→ Supplied text:
Introduction   (complete)

 The Lives and Liberation of Princess Mandarava is an extraordinary story from the heart of Tibetan religious culture about the Buddhist liberation of a woman.1 Recounted from the magisterial perspective of a female buddha—Pandaravasini—and her emanations in the world, the story tells of life after life of compassionate manifestations in samsaric trouble spots, where the heroine uses her splendor, magical powers, and often her feminine charms to tame demons and teach the Buddhist messages of impermanence, compassion, and enlightened insight to all. This superwoman’s story has a fairytale quality that is counterbalanced by the real-life problems of women in Indian and Tibetan society that the work repeatedly addresses: the assumption that all women must marry, their control by the men in their lives, and the lack of respect for them in society at large. In the final long episode of the heroine’s life as the consort of Padmasambhava, these themes are writ large in her struggles with her parents and her censure by those around her on account of her controversial relationship with the tantric master. She is finally victorious in these struggles, but only after an arduous path of self-cultivation and self-expression.

 The version of the story translated in this book dates from the turn of the twentieth century, but the figure of Mandarava has long occupied a chapter in the larger narrative of Buddhism’s introduction of in Tibet, in which Padmasambhava plays such a leading role. But like its counterpart, the lifestory of the famous Tibetan female saint Yeshe Tsogyal (who also became a consort of Padmasambhava), the tale of Mandarava and her previous lives goes far beyond its significance for Tibetan national history and identity.2 It is replete with messages of encouragement for women of many Buddhist traditions. In order to appreciate the meaning that its exceptional, proto- femininist themes might have had for its traditional audience—that is, its readers, male and female alike, as well as the auditors of its oral renditions—some general background in the lifestory tradition in Tibet and in Buddhist literature might be helpful to convey a sense of the history and religious practices of the cultural milieu from which the work originates.

→ Record extracts:
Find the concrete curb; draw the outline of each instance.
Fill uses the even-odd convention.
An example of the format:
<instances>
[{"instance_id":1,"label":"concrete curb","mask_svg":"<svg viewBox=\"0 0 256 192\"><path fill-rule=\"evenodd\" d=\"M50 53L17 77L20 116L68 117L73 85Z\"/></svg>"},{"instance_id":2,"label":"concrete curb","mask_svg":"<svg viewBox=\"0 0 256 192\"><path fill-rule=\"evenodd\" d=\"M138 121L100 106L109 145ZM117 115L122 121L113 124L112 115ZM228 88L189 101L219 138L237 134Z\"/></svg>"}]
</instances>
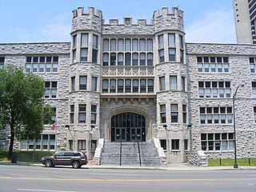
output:
<instances>
[{"instance_id":1,"label":"concrete curb","mask_svg":"<svg viewBox=\"0 0 256 192\"><path fill-rule=\"evenodd\" d=\"M44 166L40 163L0 162L1 165L6 166ZM240 166L238 169L233 166L195 166L189 163L169 164L166 167L162 166L111 166L111 165L86 165L82 166L84 169L116 169L116 170L256 170L256 166Z\"/></svg>"}]
</instances>

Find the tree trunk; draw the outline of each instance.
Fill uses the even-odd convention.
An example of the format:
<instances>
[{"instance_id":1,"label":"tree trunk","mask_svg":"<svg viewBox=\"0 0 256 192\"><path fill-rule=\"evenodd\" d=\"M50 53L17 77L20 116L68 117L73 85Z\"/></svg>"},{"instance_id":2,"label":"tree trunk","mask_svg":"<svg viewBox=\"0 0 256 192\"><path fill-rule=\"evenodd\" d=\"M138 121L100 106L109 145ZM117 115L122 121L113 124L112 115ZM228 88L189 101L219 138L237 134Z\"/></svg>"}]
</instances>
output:
<instances>
[{"instance_id":1,"label":"tree trunk","mask_svg":"<svg viewBox=\"0 0 256 192\"><path fill-rule=\"evenodd\" d=\"M10 139L8 152L8 159L10 160L14 154L14 126L11 123L10 126Z\"/></svg>"}]
</instances>

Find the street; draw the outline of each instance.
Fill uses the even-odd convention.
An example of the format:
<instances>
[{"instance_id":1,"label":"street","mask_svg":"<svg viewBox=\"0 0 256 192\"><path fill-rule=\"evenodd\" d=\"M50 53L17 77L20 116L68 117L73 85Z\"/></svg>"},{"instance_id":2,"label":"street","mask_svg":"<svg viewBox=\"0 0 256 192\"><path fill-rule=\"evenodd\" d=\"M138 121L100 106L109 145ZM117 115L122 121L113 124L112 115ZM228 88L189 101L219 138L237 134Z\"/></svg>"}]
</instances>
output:
<instances>
[{"instance_id":1,"label":"street","mask_svg":"<svg viewBox=\"0 0 256 192\"><path fill-rule=\"evenodd\" d=\"M2 192L254 192L254 170L165 170L0 166Z\"/></svg>"}]
</instances>

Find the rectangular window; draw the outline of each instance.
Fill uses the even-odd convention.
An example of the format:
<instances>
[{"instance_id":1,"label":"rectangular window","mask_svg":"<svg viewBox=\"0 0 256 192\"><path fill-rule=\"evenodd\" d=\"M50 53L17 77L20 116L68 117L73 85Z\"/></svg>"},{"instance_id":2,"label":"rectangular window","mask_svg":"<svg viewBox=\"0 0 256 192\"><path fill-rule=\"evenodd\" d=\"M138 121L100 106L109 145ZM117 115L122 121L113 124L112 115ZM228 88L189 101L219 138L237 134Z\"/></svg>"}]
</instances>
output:
<instances>
[{"instance_id":1,"label":"rectangular window","mask_svg":"<svg viewBox=\"0 0 256 192\"><path fill-rule=\"evenodd\" d=\"M73 124L74 121L74 105L70 106L70 122Z\"/></svg>"},{"instance_id":2,"label":"rectangular window","mask_svg":"<svg viewBox=\"0 0 256 192\"><path fill-rule=\"evenodd\" d=\"M158 49L163 49L164 47L164 41L163 41L163 34L158 35Z\"/></svg>"},{"instance_id":3,"label":"rectangular window","mask_svg":"<svg viewBox=\"0 0 256 192\"><path fill-rule=\"evenodd\" d=\"M81 48L81 62L87 62L88 58L88 49L87 48Z\"/></svg>"},{"instance_id":4,"label":"rectangular window","mask_svg":"<svg viewBox=\"0 0 256 192\"><path fill-rule=\"evenodd\" d=\"M5 65L5 58L4 57L0 57L0 70L3 68ZM28 72L28 71L26 71ZM30 71L29 71L30 72Z\"/></svg>"},{"instance_id":5,"label":"rectangular window","mask_svg":"<svg viewBox=\"0 0 256 192\"><path fill-rule=\"evenodd\" d=\"M231 98L230 82L198 82L199 98Z\"/></svg>"},{"instance_id":6,"label":"rectangular window","mask_svg":"<svg viewBox=\"0 0 256 192\"><path fill-rule=\"evenodd\" d=\"M91 91L97 91L97 78L91 77Z\"/></svg>"},{"instance_id":7,"label":"rectangular window","mask_svg":"<svg viewBox=\"0 0 256 192\"><path fill-rule=\"evenodd\" d=\"M160 139L160 145L164 150L166 150L167 149L166 139Z\"/></svg>"},{"instance_id":8,"label":"rectangular window","mask_svg":"<svg viewBox=\"0 0 256 192\"><path fill-rule=\"evenodd\" d=\"M176 61L176 49L170 48L169 49L169 61L175 62Z\"/></svg>"},{"instance_id":9,"label":"rectangular window","mask_svg":"<svg viewBox=\"0 0 256 192\"><path fill-rule=\"evenodd\" d=\"M201 134L201 148L206 151L233 151L234 134Z\"/></svg>"},{"instance_id":10,"label":"rectangular window","mask_svg":"<svg viewBox=\"0 0 256 192\"><path fill-rule=\"evenodd\" d=\"M88 34L81 34L81 47L88 47Z\"/></svg>"},{"instance_id":11,"label":"rectangular window","mask_svg":"<svg viewBox=\"0 0 256 192\"><path fill-rule=\"evenodd\" d=\"M154 79L147 80L147 91L148 93L154 93Z\"/></svg>"},{"instance_id":12,"label":"rectangular window","mask_svg":"<svg viewBox=\"0 0 256 192\"><path fill-rule=\"evenodd\" d=\"M232 124L232 106L200 107L201 124Z\"/></svg>"},{"instance_id":13,"label":"rectangular window","mask_svg":"<svg viewBox=\"0 0 256 192\"><path fill-rule=\"evenodd\" d=\"M170 90L178 90L177 76L170 76Z\"/></svg>"},{"instance_id":14,"label":"rectangular window","mask_svg":"<svg viewBox=\"0 0 256 192\"><path fill-rule=\"evenodd\" d=\"M103 51L109 51L109 39L107 39L107 38L103 39L102 50Z\"/></svg>"},{"instance_id":15,"label":"rectangular window","mask_svg":"<svg viewBox=\"0 0 256 192\"><path fill-rule=\"evenodd\" d=\"M86 105L79 104L78 107L78 122L86 123Z\"/></svg>"},{"instance_id":16,"label":"rectangular window","mask_svg":"<svg viewBox=\"0 0 256 192\"><path fill-rule=\"evenodd\" d=\"M159 62L165 62L165 53L164 53L164 50L158 50L158 54L159 54Z\"/></svg>"},{"instance_id":17,"label":"rectangular window","mask_svg":"<svg viewBox=\"0 0 256 192\"><path fill-rule=\"evenodd\" d=\"M78 150L86 150L86 140L78 140Z\"/></svg>"},{"instance_id":18,"label":"rectangular window","mask_svg":"<svg viewBox=\"0 0 256 192\"><path fill-rule=\"evenodd\" d=\"M170 104L170 122L178 122L178 104Z\"/></svg>"},{"instance_id":19,"label":"rectangular window","mask_svg":"<svg viewBox=\"0 0 256 192\"><path fill-rule=\"evenodd\" d=\"M97 106L91 105L90 110L90 123L96 124L96 118L97 118Z\"/></svg>"},{"instance_id":20,"label":"rectangular window","mask_svg":"<svg viewBox=\"0 0 256 192\"><path fill-rule=\"evenodd\" d=\"M182 90L186 91L186 78L182 77Z\"/></svg>"},{"instance_id":21,"label":"rectangular window","mask_svg":"<svg viewBox=\"0 0 256 192\"><path fill-rule=\"evenodd\" d=\"M161 122L166 123L166 105L160 105L160 117L161 117Z\"/></svg>"},{"instance_id":22,"label":"rectangular window","mask_svg":"<svg viewBox=\"0 0 256 192\"><path fill-rule=\"evenodd\" d=\"M58 82L45 82L45 98L57 98L57 85Z\"/></svg>"},{"instance_id":23,"label":"rectangular window","mask_svg":"<svg viewBox=\"0 0 256 192\"><path fill-rule=\"evenodd\" d=\"M230 73L227 57L198 57L198 72L199 73Z\"/></svg>"},{"instance_id":24,"label":"rectangular window","mask_svg":"<svg viewBox=\"0 0 256 192\"><path fill-rule=\"evenodd\" d=\"M172 139L171 140L171 150L179 150L179 139Z\"/></svg>"},{"instance_id":25,"label":"rectangular window","mask_svg":"<svg viewBox=\"0 0 256 192\"><path fill-rule=\"evenodd\" d=\"M133 93L138 93L138 80L133 80Z\"/></svg>"},{"instance_id":26,"label":"rectangular window","mask_svg":"<svg viewBox=\"0 0 256 192\"><path fill-rule=\"evenodd\" d=\"M106 94L109 92L109 80L104 79L102 81L102 93Z\"/></svg>"},{"instance_id":27,"label":"rectangular window","mask_svg":"<svg viewBox=\"0 0 256 192\"><path fill-rule=\"evenodd\" d=\"M175 34L168 34L168 46L175 46Z\"/></svg>"},{"instance_id":28,"label":"rectangular window","mask_svg":"<svg viewBox=\"0 0 256 192\"><path fill-rule=\"evenodd\" d=\"M253 97L256 98L256 82L252 82L251 86L252 86L252 91L253 91Z\"/></svg>"},{"instance_id":29,"label":"rectangular window","mask_svg":"<svg viewBox=\"0 0 256 192\"><path fill-rule=\"evenodd\" d=\"M166 90L166 78L159 77L159 84L160 84L160 90Z\"/></svg>"},{"instance_id":30,"label":"rectangular window","mask_svg":"<svg viewBox=\"0 0 256 192\"><path fill-rule=\"evenodd\" d=\"M186 123L186 105L182 105L182 119L183 123Z\"/></svg>"},{"instance_id":31,"label":"rectangular window","mask_svg":"<svg viewBox=\"0 0 256 192\"><path fill-rule=\"evenodd\" d=\"M87 89L87 76L79 77L79 90Z\"/></svg>"}]
</instances>

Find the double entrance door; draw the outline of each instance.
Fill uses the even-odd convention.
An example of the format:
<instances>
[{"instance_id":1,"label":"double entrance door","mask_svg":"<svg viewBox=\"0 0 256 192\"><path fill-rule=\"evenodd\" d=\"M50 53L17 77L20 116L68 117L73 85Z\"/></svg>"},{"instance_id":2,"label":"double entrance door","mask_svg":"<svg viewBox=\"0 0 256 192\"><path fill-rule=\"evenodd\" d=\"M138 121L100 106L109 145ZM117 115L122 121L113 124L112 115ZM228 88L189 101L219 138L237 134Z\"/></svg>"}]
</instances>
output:
<instances>
[{"instance_id":1,"label":"double entrance door","mask_svg":"<svg viewBox=\"0 0 256 192\"><path fill-rule=\"evenodd\" d=\"M111 118L111 142L146 142L145 117L122 113Z\"/></svg>"}]
</instances>

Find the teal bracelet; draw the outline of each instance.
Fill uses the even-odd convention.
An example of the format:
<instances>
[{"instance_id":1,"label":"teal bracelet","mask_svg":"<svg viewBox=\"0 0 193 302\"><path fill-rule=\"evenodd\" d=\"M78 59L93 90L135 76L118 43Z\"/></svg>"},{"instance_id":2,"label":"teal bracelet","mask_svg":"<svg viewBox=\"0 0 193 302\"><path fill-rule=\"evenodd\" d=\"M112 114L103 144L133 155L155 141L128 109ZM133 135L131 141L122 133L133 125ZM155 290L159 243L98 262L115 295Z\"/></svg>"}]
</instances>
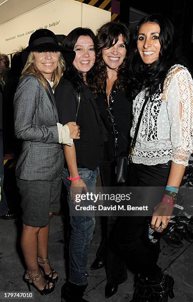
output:
<instances>
[{"instance_id":1,"label":"teal bracelet","mask_svg":"<svg viewBox=\"0 0 193 302\"><path fill-rule=\"evenodd\" d=\"M165 187L165 189L167 191L170 191L170 192L174 192L174 193L177 193L178 192L178 189L177 188L175 187L171 187L171 186L166 186Z\"/></svg>"}]
</instances>

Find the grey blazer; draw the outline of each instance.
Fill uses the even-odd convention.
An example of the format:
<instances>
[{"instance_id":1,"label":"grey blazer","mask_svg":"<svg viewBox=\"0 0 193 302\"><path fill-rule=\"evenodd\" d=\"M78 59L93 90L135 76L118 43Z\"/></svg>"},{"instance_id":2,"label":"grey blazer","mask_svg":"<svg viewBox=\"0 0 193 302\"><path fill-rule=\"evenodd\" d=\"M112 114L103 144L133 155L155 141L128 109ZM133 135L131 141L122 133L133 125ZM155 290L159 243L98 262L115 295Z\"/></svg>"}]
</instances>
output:
<instances>
[{"instance_id":1,"label":"grey blazer","mask_svg":"<svg viewBox=\"0 0 193 302\"><path fill-rule=\"evenodd\" d=\"M19 82L14 101L16 137L23 141L16 175L28 181L51 181L60 175L64 158L59 143L59 122L49 84L46 91L35 76Z\"/></svg>"}]
</instances>

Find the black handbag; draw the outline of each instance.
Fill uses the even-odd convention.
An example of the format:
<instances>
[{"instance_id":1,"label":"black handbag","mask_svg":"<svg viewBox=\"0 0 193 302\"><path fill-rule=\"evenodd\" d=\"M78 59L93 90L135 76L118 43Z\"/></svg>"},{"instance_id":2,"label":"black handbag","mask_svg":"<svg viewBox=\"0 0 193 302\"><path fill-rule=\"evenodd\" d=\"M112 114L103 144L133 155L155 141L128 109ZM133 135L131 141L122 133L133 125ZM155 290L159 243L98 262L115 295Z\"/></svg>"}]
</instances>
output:
<instances>
[{"instance_id":1,"label":"black handbag","mask_svg":"<svg viewBox=\"0 0 193 302\"><path fill-rule=\"evenodd\" d=\"M138 132L139 131L140 124L142 117L143 111L147 101L148 99L147 98L145 100L145 102L144 102L142 107L141 108L141 111L139 114L139 119L138 120L136 126L133 138L132 140L131 143L129 147L129 154L128 154L126 156L120 156L117 157L117 165L116 168L116 184L118 186L126 186L127 184L129 175L129 164L131 162L132 155L133 153L134 149L135 146L136 141L137 137ZM118 128L117 125L115 121L115 119L112 115L111 113L110 112L109 108L107 108L107 111L111 117L111 120L114 124L116 124L118 131L122 135L123 137L124 138L126 142L127 142L127 144L129 144L128 140L127 139L123 132Z\"/></svg>"}]
</instances>

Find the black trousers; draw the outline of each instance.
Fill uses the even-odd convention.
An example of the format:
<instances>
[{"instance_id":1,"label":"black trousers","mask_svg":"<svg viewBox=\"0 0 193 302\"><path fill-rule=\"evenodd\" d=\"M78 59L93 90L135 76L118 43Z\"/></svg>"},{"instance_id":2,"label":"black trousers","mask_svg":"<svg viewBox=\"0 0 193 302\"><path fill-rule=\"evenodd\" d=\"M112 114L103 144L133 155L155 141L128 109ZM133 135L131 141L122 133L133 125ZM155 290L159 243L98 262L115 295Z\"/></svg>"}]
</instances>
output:
<instances>
[{"instance_id":1,"label":"black trousers","mask_svg":"<svg viewBox=\"0 0 193 302\"><path fill-rule=\"evenodd\" d=\"M170 162L155 166L131 164L130 186L164 187L170 167ZM116 247L129 268L154 280L159 278L161 272L157 264L161 234L151 229L151 238L156 240L150 240L147 231L148 220L151 221L151 217L121 217L113 234L112 246Z\"/></svg>"},{"instance_id":2,"label":"black trousers","mask_svg":"<svg viewBox=\"0 0 193 302\"><path fill-rule=\"evenodd\" d=\"M100 175L104 191L105 187L115 186L115 161L103 161L100 164ZM106 235L101 242L96 252L96 257L100 260L106 260L107 281L111 284L118 285L127 279L127 266L117 253L114 251L109 245L109 237L116 228L117 218L108 217L107 218Z\"/></svg>"}]
</instances>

→ Stated problem 1: Summarize the introduction in two sentences.
→ Stated problem 2:
Using the introduction, say whether each statement agrees with it, answering yes or no and quoting the words that decide it.
(a) The translated version of the story dates from the turn of the twentieth century.
(b) The story is recounted from the perspective of Yeshe Tsogyal.
(c) The heroine's struggles with her parents end in defeat.

→ Final answer 1: The Lives and Liberation of Princess Mandarava tells, from the perspective of the female buddha Pandaravasini and her emanations, of a heroine who uses splendor, magical powers, and feminine charms across many lives to tame demons and teach Buddhist messages, while the work repeatedly addresses the real-life problems of women in Indian and Tibetan society. The translated version dates from the turn of the twentieth century, but Mandarava has long figured in the narrative of Buddhism's introduction in Tibet, and her tale goes beyond Tibetan national history to offer encouragement to women of many Buddhist traditions.

→ Final answer 2:
(a) Yes: "The version of the story translated in this book dates from the turn of the twentieth century"
(b) No: "Recounted from the magisterial perspective of a female buddha—Pandaravasini—and her emanations in the world"
(c) No: "She is finally victorious in these struggles"